>> START PROVIDED RECORDS

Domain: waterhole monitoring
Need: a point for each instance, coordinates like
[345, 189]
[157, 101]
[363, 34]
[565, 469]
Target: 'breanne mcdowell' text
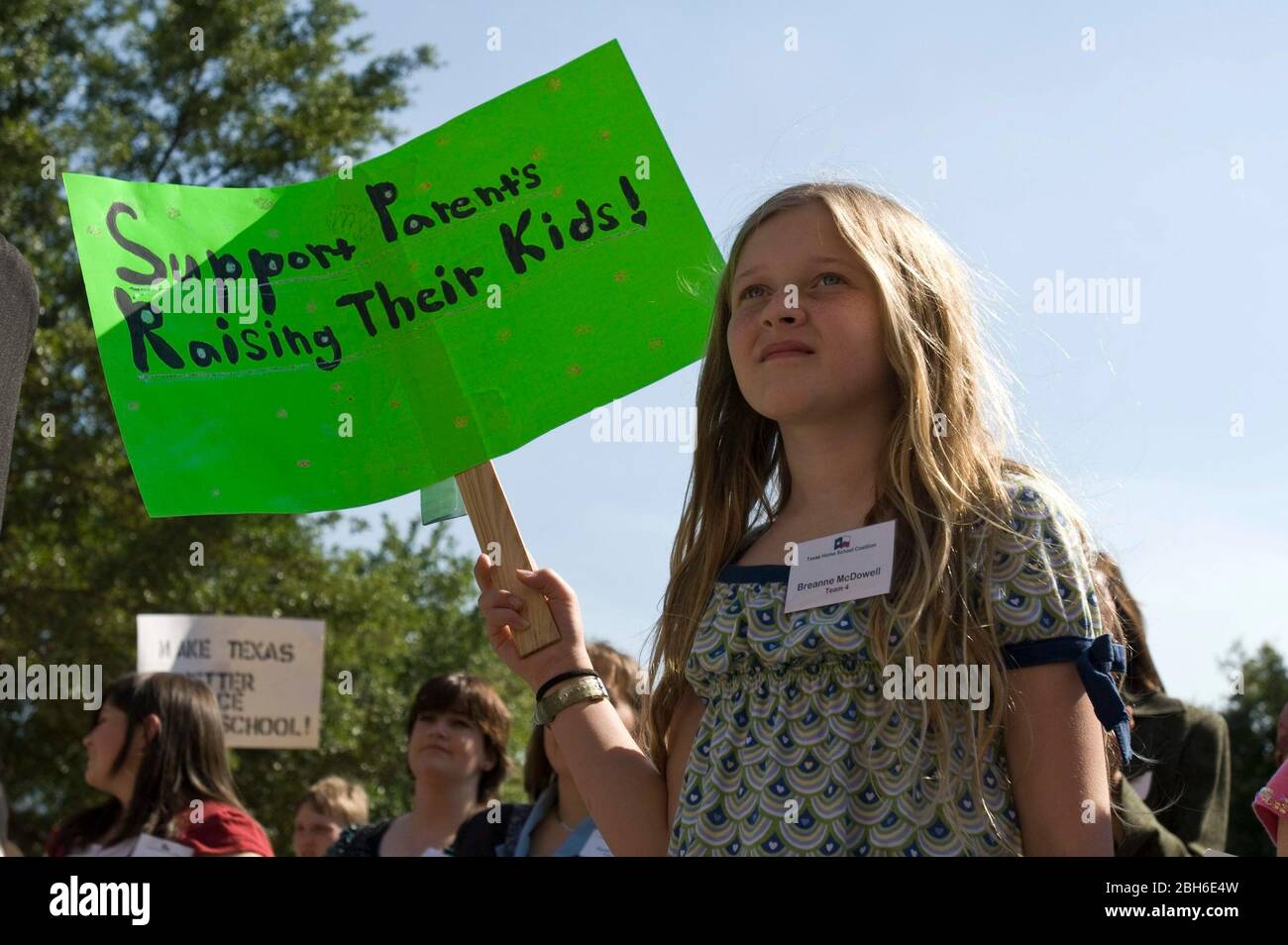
[373, 308]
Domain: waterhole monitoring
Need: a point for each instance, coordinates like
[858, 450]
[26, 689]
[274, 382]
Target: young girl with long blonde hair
[845, 385]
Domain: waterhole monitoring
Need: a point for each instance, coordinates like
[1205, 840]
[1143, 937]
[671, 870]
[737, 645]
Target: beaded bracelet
[561, 678]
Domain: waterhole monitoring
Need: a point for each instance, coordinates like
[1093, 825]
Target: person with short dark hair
[458, 727]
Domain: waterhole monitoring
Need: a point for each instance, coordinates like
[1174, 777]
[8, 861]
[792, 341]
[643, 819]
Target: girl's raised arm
[625, 793]
[1055, 752]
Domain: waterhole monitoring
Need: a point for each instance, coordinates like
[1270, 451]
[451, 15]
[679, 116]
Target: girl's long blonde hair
[934, 485]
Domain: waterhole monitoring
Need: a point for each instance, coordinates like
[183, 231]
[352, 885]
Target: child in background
[329, 806]
[1271, 803]
[845, 374]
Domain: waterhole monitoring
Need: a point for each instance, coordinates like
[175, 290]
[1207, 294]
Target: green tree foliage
[274, 94]
[1252, 716]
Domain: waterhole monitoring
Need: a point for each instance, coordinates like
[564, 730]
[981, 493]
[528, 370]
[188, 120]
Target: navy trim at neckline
[754, 574]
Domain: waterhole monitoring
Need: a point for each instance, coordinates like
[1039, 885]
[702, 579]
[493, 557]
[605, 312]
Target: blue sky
[1109, 163]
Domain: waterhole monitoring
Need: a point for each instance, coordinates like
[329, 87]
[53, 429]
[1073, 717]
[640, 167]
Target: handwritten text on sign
[351, 339]
[266, 673]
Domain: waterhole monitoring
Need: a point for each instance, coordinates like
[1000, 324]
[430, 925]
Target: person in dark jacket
[1173, 798]
[20, 308]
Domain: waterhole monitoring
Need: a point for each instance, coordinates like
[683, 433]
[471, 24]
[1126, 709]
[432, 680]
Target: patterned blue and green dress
[800, 752]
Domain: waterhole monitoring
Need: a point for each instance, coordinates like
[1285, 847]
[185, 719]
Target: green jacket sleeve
[1199, 819]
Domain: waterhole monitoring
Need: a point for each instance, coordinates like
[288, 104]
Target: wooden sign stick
[492, 520]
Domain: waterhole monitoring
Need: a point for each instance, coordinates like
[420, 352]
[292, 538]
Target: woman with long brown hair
[158, 748]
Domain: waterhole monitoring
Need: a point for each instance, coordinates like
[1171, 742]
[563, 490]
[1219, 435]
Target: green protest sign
[338, 343]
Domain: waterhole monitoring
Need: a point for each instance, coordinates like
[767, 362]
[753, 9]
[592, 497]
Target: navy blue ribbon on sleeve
[1095, 660]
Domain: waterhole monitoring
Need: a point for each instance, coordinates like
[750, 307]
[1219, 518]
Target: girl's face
[447, 746]
[102, 746]
[314, 830]
[799, 280]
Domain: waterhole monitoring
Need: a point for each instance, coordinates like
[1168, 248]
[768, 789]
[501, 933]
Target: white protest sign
[266, 671]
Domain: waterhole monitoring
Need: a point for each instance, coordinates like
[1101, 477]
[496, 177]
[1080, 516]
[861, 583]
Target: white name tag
[595, 846]
[155, 846]
[841, 567]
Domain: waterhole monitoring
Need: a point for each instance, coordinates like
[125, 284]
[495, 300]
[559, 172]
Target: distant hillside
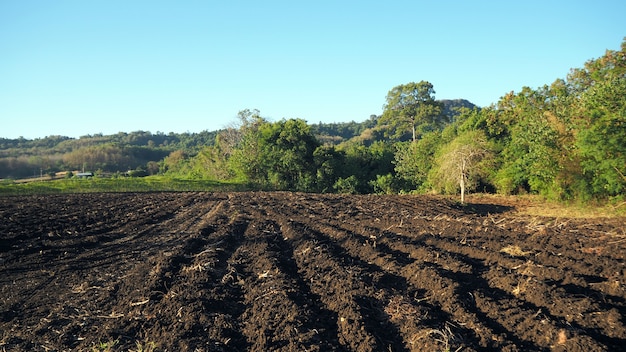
[368, 131]
[451, 107]
[144, 150]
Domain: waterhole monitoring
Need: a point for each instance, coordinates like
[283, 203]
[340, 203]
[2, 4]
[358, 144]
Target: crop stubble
[266, 271]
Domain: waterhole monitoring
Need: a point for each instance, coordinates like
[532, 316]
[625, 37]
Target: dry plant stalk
[515, 251]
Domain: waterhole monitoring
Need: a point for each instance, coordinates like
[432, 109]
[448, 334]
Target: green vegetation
[96, 184]
[565, 141]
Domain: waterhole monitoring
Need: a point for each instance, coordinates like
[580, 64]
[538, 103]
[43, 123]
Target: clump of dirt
[304, 272]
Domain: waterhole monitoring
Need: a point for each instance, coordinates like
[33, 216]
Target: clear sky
[82, 67]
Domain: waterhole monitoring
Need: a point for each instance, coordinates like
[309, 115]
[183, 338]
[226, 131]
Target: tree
[461, 163]
[410, 106]
[601, 140]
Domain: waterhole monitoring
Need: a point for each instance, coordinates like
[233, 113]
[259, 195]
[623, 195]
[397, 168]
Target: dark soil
[304, 272]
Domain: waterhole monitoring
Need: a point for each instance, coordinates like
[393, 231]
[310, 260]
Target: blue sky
[74, 68]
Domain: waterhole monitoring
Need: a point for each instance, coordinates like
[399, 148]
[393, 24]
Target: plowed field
[304, 272]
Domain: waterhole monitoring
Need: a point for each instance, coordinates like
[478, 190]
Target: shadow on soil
[483, 208]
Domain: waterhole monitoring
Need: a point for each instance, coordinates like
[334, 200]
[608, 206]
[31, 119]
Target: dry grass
[534, 205]
[514, 251]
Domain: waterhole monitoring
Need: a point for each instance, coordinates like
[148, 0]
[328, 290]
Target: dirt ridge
[280, 271]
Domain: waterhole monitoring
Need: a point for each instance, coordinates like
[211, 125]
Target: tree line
[565, 140]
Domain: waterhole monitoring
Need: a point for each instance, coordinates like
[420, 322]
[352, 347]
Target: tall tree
[410, 106]
[463, 161]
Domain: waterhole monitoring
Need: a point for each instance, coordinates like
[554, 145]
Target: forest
[565, 140]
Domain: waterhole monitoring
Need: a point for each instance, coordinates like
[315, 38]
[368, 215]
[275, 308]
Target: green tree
[413, 161]
[410, 107]
[278, 155]
[601, 139]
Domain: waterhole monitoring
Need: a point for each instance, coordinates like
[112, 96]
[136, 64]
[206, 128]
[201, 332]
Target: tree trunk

>> END PROVIDED RECORDS

_WRITTEN EXERCISE_
Pick out every line of the records that contains the word "protest", and copy each one. Case counts.

_REPLY_
Target: green protest sign
Target: white protest sign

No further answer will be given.